Why Kobe Beef Appears White When Raw

Is there anything better than a perfectly cooked, tender, juicy cut of steak? The crust that comes with the perfect sear, with a little bit of pink on the inside and a tender but juicy bite full of flavor ... It's more than enough to get meat lovers' mouths watering. Whether or not you're a beef aficionado, though, chances are good that you've heard of Kobe beef or noticed it (allegedly, says Forbes) on the menu at a fancy establishment. But have you ever seen a raw Kobe steak? It's a rare sight that's a lot lighter in color compared to the bright red you might be used to seeing with the raw steaks at the store.

When you head out to pick up a few steaks for dinner, you're usually looking for that nice, bright red color most likely because it indicates freshness and quality (and just looks tasty). But in the case of Kobe beef, soft pink or even more white is what you'd see, and it's actually a good thing — a side effect of the meat's highly sought-after qualities. So what is all that white stuff, anyway? And what does it have to do with the fact that Kobe beef is so good?

Why you probably haven't seen Kobe beef in person

First, it's important to note that while it may be frustrating, all too often the terms "Kobe" and "Wagyu" are used interchangeably, or simply as a marketing tool on a menu without much real meaning. Wagyu, which to some is shorthand for "really good steak," literally just translates to "Japanese cow," says The Wagyu Shop. There are a few different breeds of cattle that qualify as Wagyu, and they don't even technically have to come from Japan.

:: What you will do ::
(1) According to the Kobe beef article, what does the word "Wagyu" literally translate to?
(2) Quote every sentence in the Kobe beef article that ends with a question mark.
(3) Carry on the Kobe beef article from its final sentence.

[Stored dataset items]
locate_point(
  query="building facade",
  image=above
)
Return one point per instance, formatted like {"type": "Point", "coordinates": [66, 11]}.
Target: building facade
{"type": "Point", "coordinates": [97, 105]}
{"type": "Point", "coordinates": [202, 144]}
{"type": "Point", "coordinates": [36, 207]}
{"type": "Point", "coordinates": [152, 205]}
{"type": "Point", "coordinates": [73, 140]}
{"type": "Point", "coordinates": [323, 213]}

:: Written answers ::
(1) "Japanese cow."

(2)
- "Is there anything better than a perfectly cooked, tender, juicy cut of steak?"
- "But have you ever seen a raw Kobe steak?"
- "So what is all that white stuff, anyway?"
- "And what does it have to do with the fact that Kobe beef is so good?"

(3)
Kobe, on the other hand, is a specific brand of Wagyu that has to meet strict requirements to earn its title. True Kobe beef must come from the Tajima breed and be born, fed, and raised in the Hyogo Prefecture of Japan — as well as meet several other conditions including certain weight, texture, and marbling requirements.

The USDA, on the other hand, doesn't have strict or really any standards when it comes to Kobe or "Kobe-style" beef according to Forbes, so the term gets thrown around a lot in the States. Actual graded Kobe beef is pretty hard to find in America, or really anywhere outside Japan: The strict standards result in only a few thousand heads of cattle being certified Kobe each year in a country that only started exporting the meat in 2012, per the Kobe Beef Marketing & Distribution Promotion Association. That means even though you might've seen Kobe on the menu, it probably isn't authentic — unless you're paying a few hundred bucks for it. And it's even more unlikely that you've seen it raw at the grocery store.

Kobe beef's trademark intramuscular fat gives it a white color

If you were to see raw Kobe beef in person, you'd probably be skeptical due to the color, but it's actually a highly-prized trait that arises from some of the same strict protocols that make it so rare to encounter. One of the characteristics of true Kobe beef is its high fat content. According to Fine Wagyu, the meat gets this delicate marbling due to a special diet (even the grain the cows are fed can only come from Hyogo Prefecture) and extended "fattening" period along with the tightly controlled genetics of the Tajima cow.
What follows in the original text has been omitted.